§ Trecho apresentado
------------

Este é o dínamo do ciclo Trabalho da Casa, que a equipa tem dinamizado há vários anos, convidando bandas locais com vista à sua potenciação, por via de um “estímulo adicional” que é sempre customizado — podendo, por exemplo, recair na ajuda à gravação discográfica ou no “emparelhamento com outros artistas”. A estratégia mapeada para o mais recente convidado da iniciativa, Ângela Polícia — uma das entidades do prolífico Fernando Fernandes — foi diferente. A revelação do rap firmada com Pruridades, um dos melhores álbuns nacionais de 2017 para o ReB, aceitou a proposta do gnration com o objectivo de vitaminar as suas performances antes da edição do novo álbum, Apùtece-me!.

------------

§ Dados extraídos
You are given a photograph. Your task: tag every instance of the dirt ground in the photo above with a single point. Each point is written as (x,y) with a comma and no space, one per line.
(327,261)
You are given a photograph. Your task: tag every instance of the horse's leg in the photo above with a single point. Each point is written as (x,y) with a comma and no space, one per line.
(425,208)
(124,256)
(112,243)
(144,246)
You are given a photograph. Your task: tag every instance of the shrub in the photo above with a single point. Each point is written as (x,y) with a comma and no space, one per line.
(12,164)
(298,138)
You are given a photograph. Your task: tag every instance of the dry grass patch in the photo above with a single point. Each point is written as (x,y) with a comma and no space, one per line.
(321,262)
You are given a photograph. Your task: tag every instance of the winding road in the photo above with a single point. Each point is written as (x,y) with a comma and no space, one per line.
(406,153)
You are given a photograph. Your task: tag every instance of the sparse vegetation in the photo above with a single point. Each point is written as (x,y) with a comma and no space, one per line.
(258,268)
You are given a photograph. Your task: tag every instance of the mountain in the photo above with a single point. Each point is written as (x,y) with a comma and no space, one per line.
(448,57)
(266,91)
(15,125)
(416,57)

------------

§ Objetivo
Por favor, indique, segundo o trecho apresentado, com que objetivo Ângela Polícia aceitou a proposta do gnration.

§ Resultado da tarefa
Para vitaminar as suas performances antes da edição do novo álbum, Apùtece-me!.